Directions for this task:
Starting at the line of the material that contains "man's mouth, the" and ending after the line that contains "(1009, 368)", reproduce every line, requests included, and add 150 to each pixel coordinate in the answers. Leave the pictures out of the reproduction.
-- Begin Supplied material --
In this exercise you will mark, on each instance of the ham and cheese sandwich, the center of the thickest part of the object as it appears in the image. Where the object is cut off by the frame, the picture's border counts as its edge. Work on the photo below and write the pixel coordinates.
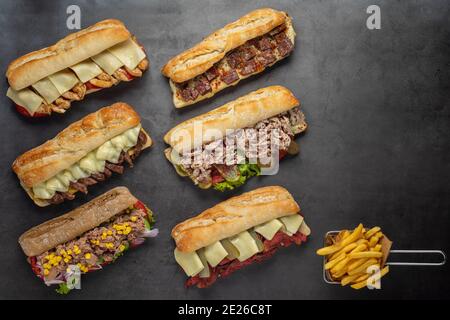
(87, 238)
(85, 153)
(272, 110)
(98, 57)
(239, 50)
(237, 232)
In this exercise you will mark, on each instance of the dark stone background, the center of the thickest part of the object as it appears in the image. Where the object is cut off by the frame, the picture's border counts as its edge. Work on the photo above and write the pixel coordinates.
(376, 151)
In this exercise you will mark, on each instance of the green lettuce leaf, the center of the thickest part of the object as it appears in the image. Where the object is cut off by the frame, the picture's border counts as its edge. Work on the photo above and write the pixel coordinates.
(246, 171)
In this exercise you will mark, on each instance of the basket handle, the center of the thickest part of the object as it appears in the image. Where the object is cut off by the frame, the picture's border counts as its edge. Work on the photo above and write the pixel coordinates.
(438, 252)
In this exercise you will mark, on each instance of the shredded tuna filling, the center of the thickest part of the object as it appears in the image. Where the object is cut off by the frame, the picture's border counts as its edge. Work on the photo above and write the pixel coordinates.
(249, 58)
(227, 267)
(202, 162)
(82, 184)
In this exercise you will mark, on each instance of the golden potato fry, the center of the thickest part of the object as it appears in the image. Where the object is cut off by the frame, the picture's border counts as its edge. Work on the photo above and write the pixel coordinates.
(371, 232)
(376, 248)
(340, 265)
(359, 248)
(332, 263)
(355, 264)
(365, 254)
(355, 235)
(328, 250)
(348, 279)
(344, 250)
(363, 267)
(373, 241)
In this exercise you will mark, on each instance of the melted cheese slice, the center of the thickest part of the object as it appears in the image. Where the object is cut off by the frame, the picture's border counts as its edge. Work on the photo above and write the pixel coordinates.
(93, 162)
(129, 53)
(215, 253)
(292, 223)
(47, 90)
(64, 80)
(233, 252)
(107, 61)
(189, 261)
(304, 229)
(86, 70)
(205, 273)
(25, 98)
(245, 244)
(269, 229)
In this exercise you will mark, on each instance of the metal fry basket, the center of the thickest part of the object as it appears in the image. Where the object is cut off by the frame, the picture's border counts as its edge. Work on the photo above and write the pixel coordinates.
(327, 277)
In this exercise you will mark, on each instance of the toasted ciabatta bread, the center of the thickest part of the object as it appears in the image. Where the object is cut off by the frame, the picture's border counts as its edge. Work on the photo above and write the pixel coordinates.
(233, 216)
(73, 143)
(243, 112)
(74, 48)
(214, 48)
(76, 222)
(98, 57)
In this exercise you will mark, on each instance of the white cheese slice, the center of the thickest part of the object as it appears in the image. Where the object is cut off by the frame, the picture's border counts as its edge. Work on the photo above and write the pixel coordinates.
(47, 90)
(245, 244)
(25, 98)
(269, 229)
(64, 80)
(292, 223)
(86, 70)
(189, 261)
(128, 52)
(304, 229)
(107, 61)
(215, 253)
(40, 191)
(233, 252)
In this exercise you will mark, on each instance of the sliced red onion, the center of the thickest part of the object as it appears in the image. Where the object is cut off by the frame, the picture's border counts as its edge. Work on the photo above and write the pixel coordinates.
(54, 281)
(136, 242)
(150, 233)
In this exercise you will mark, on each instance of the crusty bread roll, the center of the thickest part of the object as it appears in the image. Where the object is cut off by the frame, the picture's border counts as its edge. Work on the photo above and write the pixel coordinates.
(233, 216)
(67, 52)
(213, 48)
(76, 222)
(73, 143)
(243, 112)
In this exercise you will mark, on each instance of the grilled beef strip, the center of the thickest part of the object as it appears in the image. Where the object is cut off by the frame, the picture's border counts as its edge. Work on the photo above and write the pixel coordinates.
(82, 184)
(227, 267)
(245, 60)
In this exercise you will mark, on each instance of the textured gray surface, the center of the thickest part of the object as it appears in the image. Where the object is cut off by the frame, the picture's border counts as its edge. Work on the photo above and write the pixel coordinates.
(376, 151)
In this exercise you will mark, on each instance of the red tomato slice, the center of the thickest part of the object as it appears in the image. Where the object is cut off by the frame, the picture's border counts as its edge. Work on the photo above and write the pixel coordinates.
(23, 111)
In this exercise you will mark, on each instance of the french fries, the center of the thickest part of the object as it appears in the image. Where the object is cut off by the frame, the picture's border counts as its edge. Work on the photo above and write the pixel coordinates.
(353, 257)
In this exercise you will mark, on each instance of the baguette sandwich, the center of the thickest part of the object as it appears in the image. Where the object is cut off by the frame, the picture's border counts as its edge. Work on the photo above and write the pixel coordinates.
(85, 153)
(87, 238)
(238, 232)
(261, 114)
(98, 57)
(239, 50)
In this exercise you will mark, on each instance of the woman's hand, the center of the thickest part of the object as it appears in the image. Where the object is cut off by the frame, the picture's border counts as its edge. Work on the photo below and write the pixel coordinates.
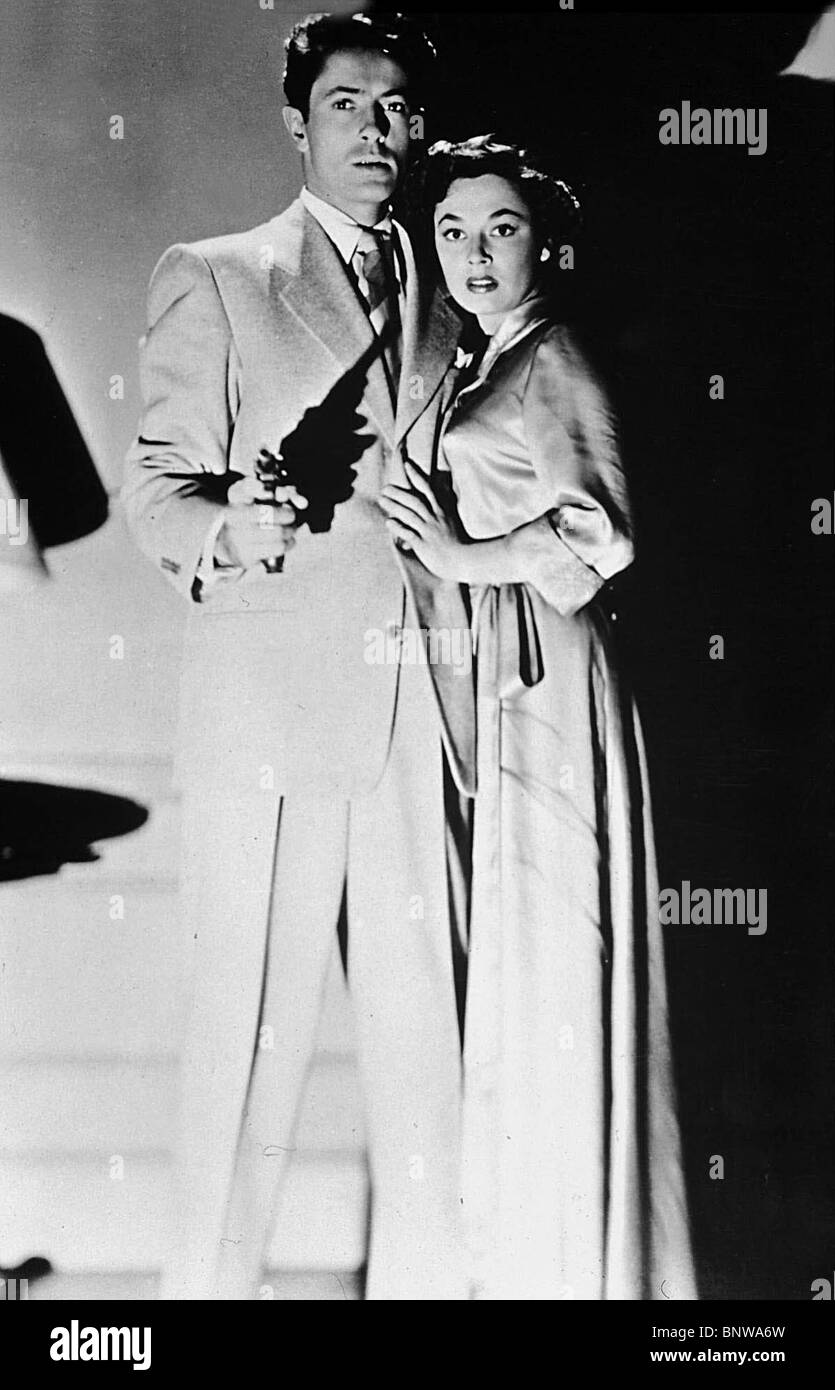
(418, 523)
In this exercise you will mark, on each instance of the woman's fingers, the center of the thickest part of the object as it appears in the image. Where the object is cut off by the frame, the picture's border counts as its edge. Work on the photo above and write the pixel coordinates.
(406, 512)
(396, 496)
(421, 484)
(402, 534)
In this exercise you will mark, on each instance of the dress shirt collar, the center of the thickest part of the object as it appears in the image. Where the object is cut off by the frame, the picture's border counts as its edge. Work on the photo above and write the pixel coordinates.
(342, 230)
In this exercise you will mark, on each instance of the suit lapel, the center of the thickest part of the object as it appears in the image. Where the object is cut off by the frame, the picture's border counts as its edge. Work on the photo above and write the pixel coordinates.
(311, 280)
(430, 339)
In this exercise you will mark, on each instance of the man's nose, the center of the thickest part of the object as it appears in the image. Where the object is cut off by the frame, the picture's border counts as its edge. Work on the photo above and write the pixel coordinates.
(377, 124)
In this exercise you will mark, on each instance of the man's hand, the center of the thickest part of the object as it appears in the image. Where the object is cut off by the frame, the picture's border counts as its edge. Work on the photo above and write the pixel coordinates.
(260, 524)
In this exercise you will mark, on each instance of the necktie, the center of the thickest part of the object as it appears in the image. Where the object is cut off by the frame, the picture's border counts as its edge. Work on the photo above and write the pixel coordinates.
(374, 267)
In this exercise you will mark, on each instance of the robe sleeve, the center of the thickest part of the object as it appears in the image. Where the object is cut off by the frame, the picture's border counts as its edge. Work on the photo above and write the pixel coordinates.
(587, 537)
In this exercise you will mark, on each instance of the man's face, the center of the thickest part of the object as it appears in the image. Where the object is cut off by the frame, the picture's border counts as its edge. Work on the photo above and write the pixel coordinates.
(354, 143)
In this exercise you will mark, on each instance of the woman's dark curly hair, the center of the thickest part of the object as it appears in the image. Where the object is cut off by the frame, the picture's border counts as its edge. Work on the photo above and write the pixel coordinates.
(555, 209)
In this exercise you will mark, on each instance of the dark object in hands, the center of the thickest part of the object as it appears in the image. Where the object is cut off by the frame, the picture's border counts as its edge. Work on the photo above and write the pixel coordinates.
(273, 473)
(318, 456)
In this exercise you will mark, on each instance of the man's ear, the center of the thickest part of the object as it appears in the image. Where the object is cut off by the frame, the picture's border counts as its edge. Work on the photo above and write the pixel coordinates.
(296, 127)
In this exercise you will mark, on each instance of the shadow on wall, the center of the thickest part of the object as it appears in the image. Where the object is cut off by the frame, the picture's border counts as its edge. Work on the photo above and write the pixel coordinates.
(45, 827)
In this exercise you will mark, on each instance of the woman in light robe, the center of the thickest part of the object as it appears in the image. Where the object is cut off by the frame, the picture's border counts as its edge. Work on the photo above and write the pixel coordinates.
(571, 1171)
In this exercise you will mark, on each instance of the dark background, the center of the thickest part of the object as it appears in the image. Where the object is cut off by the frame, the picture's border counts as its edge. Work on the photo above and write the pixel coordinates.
(702, 260)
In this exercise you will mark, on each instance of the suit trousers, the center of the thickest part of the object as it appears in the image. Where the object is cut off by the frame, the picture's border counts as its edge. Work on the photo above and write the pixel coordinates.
(266, 879)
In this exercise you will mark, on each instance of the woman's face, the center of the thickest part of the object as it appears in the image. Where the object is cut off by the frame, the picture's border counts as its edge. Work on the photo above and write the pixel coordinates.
(486, 246)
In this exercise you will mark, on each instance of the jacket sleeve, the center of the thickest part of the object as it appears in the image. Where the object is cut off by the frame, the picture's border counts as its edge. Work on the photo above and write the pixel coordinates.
(174, 488)
(570, 430)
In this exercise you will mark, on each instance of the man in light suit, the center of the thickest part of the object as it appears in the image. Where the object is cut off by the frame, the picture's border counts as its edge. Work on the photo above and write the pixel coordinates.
(320, 786)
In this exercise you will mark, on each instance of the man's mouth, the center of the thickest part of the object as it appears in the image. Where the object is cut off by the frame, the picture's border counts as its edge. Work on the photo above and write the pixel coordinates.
(374, 161)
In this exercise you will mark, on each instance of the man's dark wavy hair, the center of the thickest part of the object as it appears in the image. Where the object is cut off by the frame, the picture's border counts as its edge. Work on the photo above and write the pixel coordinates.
(553, 206)
(314, 39)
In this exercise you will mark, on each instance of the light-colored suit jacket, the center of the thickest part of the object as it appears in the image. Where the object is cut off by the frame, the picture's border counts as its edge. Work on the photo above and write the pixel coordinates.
(253, 338)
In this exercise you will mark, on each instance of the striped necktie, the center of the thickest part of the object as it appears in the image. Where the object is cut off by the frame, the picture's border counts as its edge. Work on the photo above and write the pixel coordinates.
(374, 267)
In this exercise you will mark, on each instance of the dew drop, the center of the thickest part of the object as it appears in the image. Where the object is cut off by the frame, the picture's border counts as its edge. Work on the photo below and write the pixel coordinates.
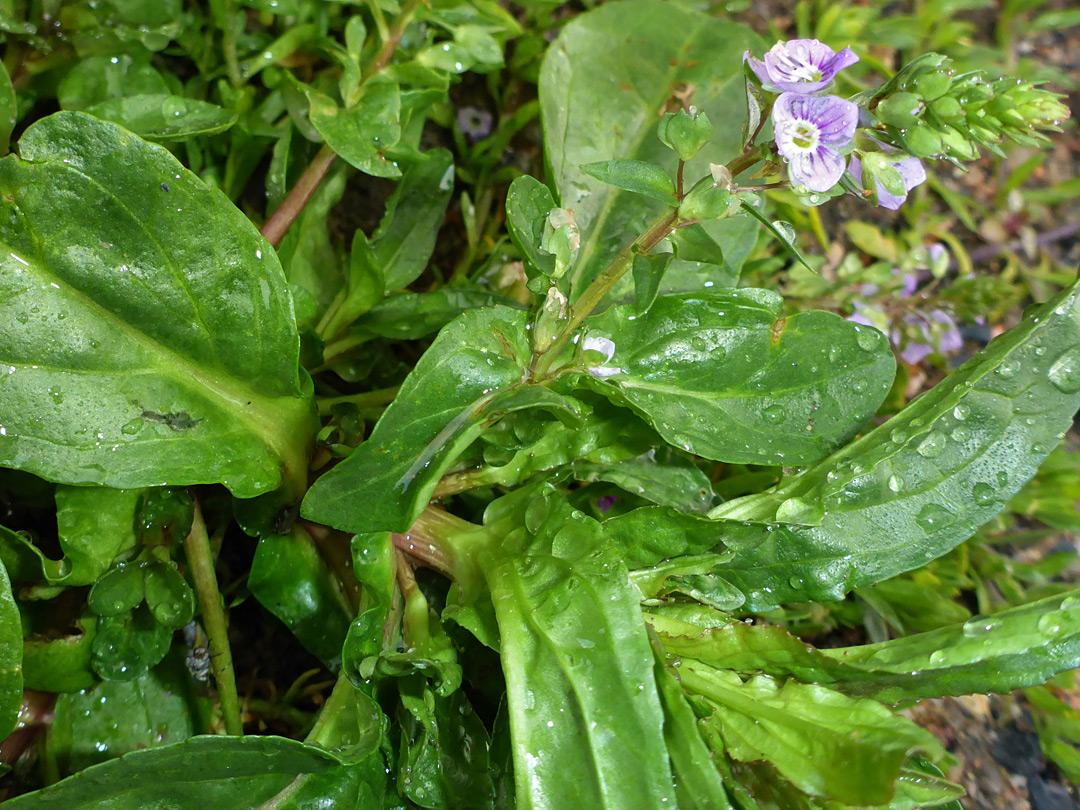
(774, 414)
(932, 446)
(983, 494)
(1065, 373)
(933, 517)
(1009, 368)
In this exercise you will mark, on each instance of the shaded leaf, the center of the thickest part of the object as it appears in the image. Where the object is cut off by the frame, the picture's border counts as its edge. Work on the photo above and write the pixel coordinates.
(223, 772)
(583, 706)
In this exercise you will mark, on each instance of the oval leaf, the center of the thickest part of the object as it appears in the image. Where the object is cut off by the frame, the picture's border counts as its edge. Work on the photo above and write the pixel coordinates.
(603, 88)
(146, 329)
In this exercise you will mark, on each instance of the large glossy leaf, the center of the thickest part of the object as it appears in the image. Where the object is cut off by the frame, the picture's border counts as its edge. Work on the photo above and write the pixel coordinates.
(165, 118)
(603, 88)
(219, 772)
(825, 743)
(724, 375)
(583, 706)
(905, 493)
(11, 657)
(94, 525)
(146, 332)
(389, 478)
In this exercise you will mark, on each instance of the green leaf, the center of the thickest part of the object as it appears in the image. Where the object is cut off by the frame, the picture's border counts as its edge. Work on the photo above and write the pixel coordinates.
(95, 524)
(223, 772)
(61, 664)
(414, 315)
(661, 475)
(825, 743)
(104, 77)
(11, 657)
(583, 707)
(129, 644)
(913, 488)
(442, 404)
(176, 356)
(291, 580)
(724, 375)
(444, 757)
(117, 717)
(698, 783)
(636, 176)
(603, 84)
(528, 203)
(405, 239)
(164, 118)
(361, 133)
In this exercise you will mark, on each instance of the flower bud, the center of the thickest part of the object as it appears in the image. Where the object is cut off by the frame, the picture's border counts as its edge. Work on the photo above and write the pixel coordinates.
(947, 109)
(900, 110)
(932, 84)
(922, 142)
(686, 133)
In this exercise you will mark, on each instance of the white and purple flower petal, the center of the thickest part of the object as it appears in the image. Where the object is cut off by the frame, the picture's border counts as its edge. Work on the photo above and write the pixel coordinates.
(910, 172)
(810, 132)
(800, 65)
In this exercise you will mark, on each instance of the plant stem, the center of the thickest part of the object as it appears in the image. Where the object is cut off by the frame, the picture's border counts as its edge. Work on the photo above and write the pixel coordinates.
(602, 285)
(393, 40)
(280, 221)
(201, 559)
(366, 400)
(291, 207)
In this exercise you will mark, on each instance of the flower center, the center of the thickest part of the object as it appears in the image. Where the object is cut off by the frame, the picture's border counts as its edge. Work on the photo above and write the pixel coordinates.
(806, 136)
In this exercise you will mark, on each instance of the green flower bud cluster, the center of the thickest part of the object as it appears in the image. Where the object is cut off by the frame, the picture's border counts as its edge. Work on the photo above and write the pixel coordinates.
(930, 111)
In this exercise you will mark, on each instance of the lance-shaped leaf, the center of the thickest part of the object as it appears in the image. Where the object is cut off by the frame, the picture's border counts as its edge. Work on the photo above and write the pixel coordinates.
(146, 329)
(905, 493)
(463, 380)
(724, 375)
(603, 86)
(584, 712)
(223, 772)
(827, 744)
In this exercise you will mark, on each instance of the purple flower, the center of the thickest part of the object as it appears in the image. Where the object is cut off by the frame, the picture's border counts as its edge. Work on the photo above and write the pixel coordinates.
(910, 172)
(944, 334)
(800, 65)
(810, 132)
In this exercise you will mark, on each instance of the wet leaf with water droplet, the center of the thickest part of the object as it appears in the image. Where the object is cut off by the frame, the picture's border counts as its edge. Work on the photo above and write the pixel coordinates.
(725, 375)
(169, 314)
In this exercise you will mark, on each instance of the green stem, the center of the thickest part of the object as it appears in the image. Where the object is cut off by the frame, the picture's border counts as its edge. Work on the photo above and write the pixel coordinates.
(602, 285)
(229, 45)
(366, 400)
(335, 704)
(201, 559)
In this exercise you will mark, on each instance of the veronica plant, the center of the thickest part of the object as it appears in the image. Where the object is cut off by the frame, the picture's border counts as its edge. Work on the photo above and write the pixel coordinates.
(523, 579)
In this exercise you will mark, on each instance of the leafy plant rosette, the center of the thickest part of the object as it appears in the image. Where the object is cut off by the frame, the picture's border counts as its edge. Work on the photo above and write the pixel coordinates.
(544, 459)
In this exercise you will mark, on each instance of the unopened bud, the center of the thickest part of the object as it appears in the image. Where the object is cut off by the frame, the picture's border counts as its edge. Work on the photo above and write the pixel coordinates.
(900, 110)
(685, 132)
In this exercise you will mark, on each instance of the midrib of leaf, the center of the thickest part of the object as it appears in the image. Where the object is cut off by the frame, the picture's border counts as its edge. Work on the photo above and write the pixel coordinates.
(267, 415)
(597, 225)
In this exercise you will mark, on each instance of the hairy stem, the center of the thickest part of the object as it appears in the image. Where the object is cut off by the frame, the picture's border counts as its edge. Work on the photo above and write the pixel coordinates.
(201, 559)
(280, 221)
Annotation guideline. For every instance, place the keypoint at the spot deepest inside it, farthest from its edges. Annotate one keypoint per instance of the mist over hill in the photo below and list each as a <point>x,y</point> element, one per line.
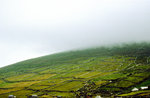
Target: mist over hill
<point>106,71</point>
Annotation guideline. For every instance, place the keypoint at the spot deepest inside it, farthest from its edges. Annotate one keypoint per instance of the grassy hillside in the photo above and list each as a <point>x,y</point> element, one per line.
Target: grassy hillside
<point>107,71</point>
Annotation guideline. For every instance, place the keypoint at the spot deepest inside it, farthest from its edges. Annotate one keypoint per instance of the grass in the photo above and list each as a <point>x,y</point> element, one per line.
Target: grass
<point>64,72</point>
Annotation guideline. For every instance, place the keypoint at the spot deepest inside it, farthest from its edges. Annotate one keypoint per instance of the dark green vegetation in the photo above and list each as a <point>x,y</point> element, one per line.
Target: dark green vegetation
<point>107,71</point>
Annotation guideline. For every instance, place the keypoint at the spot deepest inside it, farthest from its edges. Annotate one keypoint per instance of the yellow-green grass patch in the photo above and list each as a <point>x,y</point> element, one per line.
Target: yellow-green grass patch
<point>20,77</point>
<point>19,84</point>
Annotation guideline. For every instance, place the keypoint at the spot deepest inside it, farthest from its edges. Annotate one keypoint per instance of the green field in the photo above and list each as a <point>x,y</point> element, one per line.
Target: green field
<point>107,71</point>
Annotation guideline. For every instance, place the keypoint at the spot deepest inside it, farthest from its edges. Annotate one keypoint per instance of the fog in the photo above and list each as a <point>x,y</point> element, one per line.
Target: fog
<point>32,28</point>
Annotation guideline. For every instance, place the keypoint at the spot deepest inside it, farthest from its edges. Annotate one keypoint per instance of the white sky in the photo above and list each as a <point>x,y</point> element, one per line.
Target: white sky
<point>31,28</point>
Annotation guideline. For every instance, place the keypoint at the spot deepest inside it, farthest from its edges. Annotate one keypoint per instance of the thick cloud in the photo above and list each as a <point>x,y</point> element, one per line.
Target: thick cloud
-- End Supplied material --
The solution:
In this exercise you will mark, on each instance of the man's mouth, the center of the thickest part of the object as it appears in the image. Where the object is cut off by the frame, the picture's border counts as its edge. Work on the photo above and write the pixel coordinates.
(524, 311)
In this exercise you will mark, on each instance of the man's dark wavy hair, the center of the thickest part of the object as it appears in the image. Where the object is cut off by the frame, the picture's border counts as its edge. Work on the photo above and write the pixel coordinates.
(703, 356)
(464, 189)
In this exercise you will mark, on each instance of the light-colored suit jacket, the center of the thickest part of the object as it appears in the image. Where the object is cut off by the frame, the picture's border counts as its edge. Work on the photo above and write the pixel coordinates.
(403, 488)
In this exercise you will mark, on each instance of the striped necktie, the center of the thickest part of the object as it appears in the image. Where the object is cut off by the frame, the picture's border counts as its edge. Work on the photo above and write the pixel coordinates.
(524, 417)
In this exercise you will mark, on each instance of the dew drop, the center of the thickest part of the object as it appears in the image. Where the object is cut off by the frame, the picture's border counts as its edge. Work on the photo below and write the pixel coordinates.
(924, 564)
(1082, 596)
(1133, 644)
(1215, 523)
(1083, 667)
(1159, 518)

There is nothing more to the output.